Monday, September 18, 2023

When Americans no longer trust each other, the problem can be deadly. It hits rural areas the hardest, study shows

An unhealthy mistrust has spread across the U.S.
(ProMarket photo, University of Chicago)

Not being able to trust our neighbors or our country's leaders not only feels rotten, it can lead to physical illnesses. "People died in the pandemic because they didn't trust the government or their neighbors to do the right thing," reports Frank Morris of KCUR in Kansas City. "And it's not getting better. Today, distrust is making people sicker, especially where health care is fragile across giant swaths of rural America. . . . Tom Bollyky, director of the global health program at the Council on Foreign Relations, said while the worst of the pandemic has passed (for now), the United States' deadly epidemic of mistrust is raging unchecked."


Bollyky was the lead author of a large study published in The Lancet this year, "taking a fine-grain look at Covid death and infection rates across the United States and the many factors that contributed to the differences," Morris writes. Bollyky told him: "This pandemic has been less about the microbe spreading around and more about the people to which it's spreading. It's about us, and how we feel about each other, and how we hang together as a community."


Morris reports, "Covid death rates varied wildly between states. The government tracked these rates as deaths per million people. New Hampshire lost 218 residents per million to Covid during the research period. New Hampshire has the highest rate of interpersonal trust in the U.S., as measured by long-running surveys testing trust between individuals. . . . Covid-19 was almost twice as deadly in Missouri as it was in New Hampshire. Almost a dozen other states fared even worse, partly due to distrust."


The pandemic years didn't just erode interpersonal trust, it decreased Americans' faith in vaccines overall. Brock Slabach, chief operations officer at the National Rural Health Association, told Morris, "And then, to add insult to injury, we have lower rates, for example, of childhood immunization that directly comes out of the pandemic and mistrust in vaccines generally. And so we're going to see childhood diseases that we thought we'd eradicated returning."


During and continuing after the pandemic, patient-doctor trust plummeted, and that distrust could make the next pandemic worse. Slabach told Morris: "Through the pandemic, we've added this issue of mistrust in the very professionals that for centuries we've valued as an important source of information for health and healthcare. . . . If we have another health crisis, this will come right back because we've not addressed some of the underlying issues. And so we're still going to be facing higher rates of disease, higher spread of death because of this misinformation and the lack of trust that we have in those areas of our system that know what to do in response."
##########
According to the article on mistrust and health, how many New Hampshire residents per million died of Covid during the research period? The records that come next were taken from a different source than the article.

* _Image point grounding data_:
##########
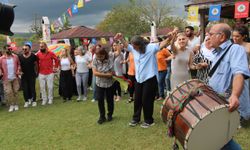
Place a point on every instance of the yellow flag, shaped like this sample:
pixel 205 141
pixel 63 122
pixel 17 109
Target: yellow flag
pixel 103 40
pixel 193 13
pixel 80 4
pixel 52 27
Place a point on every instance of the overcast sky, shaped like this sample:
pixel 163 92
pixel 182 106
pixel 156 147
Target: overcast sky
pixel 93 12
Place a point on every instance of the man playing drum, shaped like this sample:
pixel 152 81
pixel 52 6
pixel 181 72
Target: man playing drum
pixel 229 77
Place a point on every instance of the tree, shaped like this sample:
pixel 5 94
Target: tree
pixel 136 17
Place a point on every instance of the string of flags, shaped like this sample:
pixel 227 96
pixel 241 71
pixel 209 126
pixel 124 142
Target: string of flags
pixel 71 11
pixel 241 11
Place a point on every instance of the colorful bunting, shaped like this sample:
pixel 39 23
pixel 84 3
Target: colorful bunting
pixel 80 4
pixel 214 12
pixel 241 9
pixel 103 41
pixel 69 12
pixel 193 13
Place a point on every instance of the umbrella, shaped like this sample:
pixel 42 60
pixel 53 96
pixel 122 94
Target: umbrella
pixel 56 48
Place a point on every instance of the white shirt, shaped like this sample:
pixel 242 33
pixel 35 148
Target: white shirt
pixel 81 63
pixel 65 64
pixel 10 68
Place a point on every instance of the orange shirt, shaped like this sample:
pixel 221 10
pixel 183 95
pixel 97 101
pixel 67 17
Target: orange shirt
pixel 131 67
pixel 161 59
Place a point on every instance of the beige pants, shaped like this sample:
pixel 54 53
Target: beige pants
pixel 11 88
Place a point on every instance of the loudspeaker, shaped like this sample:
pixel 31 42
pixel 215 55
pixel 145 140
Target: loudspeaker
pixel 6 18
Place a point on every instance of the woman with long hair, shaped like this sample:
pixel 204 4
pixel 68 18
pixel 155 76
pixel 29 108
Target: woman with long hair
pixel 103 68
pixel 66 74
pixel 145 73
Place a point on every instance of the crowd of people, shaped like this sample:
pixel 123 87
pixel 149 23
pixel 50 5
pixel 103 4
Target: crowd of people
pixel 151 69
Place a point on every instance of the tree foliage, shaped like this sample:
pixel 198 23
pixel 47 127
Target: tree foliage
pixel 136 17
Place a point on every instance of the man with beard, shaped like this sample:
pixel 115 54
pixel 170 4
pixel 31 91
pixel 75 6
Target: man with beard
pixel 47 65
pixel 28 63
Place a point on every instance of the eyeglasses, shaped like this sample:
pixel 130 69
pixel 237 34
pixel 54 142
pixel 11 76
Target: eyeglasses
pixel 211 34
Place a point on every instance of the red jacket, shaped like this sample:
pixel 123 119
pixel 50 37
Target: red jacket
pixel 46 62
pixel 4 69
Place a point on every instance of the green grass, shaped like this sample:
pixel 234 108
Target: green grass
pixel 72 126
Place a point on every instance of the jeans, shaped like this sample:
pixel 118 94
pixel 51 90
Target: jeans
pixel 82 78
pixel 231 145
pixel 161 83
pixel 43 80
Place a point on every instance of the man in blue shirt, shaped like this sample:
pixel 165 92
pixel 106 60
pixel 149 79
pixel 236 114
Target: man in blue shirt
pixel 229 77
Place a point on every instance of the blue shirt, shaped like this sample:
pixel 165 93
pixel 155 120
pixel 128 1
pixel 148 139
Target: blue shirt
pixel 145 64
pixel 234 62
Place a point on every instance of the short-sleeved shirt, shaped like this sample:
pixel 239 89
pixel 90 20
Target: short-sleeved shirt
pixel 161 59
pixel 146 63
pixel 28 65
pixel 234 62
pixel 82 63
pixel 104 67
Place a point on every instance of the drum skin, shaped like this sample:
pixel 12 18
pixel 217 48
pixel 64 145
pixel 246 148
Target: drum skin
pixel 201 114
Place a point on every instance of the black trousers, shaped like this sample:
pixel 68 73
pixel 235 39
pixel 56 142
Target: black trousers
pixel 29 88
pixel 132 88
pixel 100 95
pixel 117 88
pixel 66 84
pixel 144 100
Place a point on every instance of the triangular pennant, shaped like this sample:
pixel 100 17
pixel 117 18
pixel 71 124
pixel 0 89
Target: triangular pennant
pixel 69 12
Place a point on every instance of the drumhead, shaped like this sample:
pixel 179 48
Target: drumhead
pixel 214 130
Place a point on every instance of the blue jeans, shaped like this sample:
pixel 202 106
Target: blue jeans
pixel 231 145
pixel 161 82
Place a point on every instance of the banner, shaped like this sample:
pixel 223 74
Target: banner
pixel 193 13
pixel 69 12
pixel 74 9
pixel 241 9
pixel 214 12
pixel 80 4
pixel 85 41
pixel 77 42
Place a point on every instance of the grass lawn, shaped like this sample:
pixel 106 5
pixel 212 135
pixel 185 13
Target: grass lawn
pixel 72 126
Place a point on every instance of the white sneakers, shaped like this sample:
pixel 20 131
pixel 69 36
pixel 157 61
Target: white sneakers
pixel 13 108
pixel 26 104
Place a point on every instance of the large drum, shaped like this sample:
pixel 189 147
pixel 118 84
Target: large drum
pixel 199 117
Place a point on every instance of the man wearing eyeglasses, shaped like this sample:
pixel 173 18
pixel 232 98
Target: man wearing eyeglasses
pixel 28 62
pixel 10 70
pixel 229 79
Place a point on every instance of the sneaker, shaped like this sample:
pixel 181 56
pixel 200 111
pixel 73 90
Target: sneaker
pixel 34 104
pixel 78 99
pixel 11 109
pixel 16 108
pixel 50 102
pixel 44 102
pixel 133 123
pixel 29 101
pixel 101 121
pixel 130 100
pixel 26 104
pixel 110 118
pixel 84 98
pixel 147 125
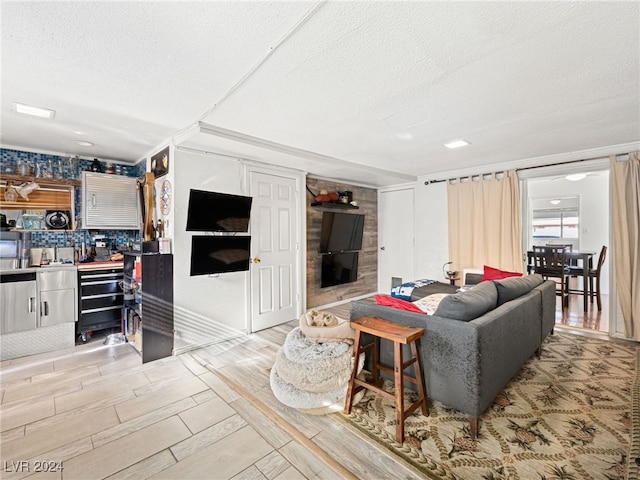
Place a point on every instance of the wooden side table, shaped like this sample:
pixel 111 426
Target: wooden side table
pixel 399 335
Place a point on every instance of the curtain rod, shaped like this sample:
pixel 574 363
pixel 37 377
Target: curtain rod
pixel 429 182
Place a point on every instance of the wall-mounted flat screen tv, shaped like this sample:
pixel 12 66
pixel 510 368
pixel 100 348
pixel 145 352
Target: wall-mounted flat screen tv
pixel 218 212
pixel 339 268
pixel 341 232
pixel 219 254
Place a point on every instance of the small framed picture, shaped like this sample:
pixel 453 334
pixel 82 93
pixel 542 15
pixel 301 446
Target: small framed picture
pixel 160 163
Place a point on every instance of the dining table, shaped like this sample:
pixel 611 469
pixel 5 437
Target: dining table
pixel 575 258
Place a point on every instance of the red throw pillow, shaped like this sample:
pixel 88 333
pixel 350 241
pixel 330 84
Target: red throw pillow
pixel 392 302
pixel 491 273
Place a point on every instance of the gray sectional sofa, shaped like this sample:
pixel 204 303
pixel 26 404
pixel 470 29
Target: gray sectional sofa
pixel 477 340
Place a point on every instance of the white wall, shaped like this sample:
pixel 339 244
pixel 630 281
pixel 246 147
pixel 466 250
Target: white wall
pixel 593 192
pixel 207 309
pixel 431 230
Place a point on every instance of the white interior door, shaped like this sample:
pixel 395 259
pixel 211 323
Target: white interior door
pixel 396 237
pixel 274 246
##########
* _Answer to the problem_: 218 residents per million.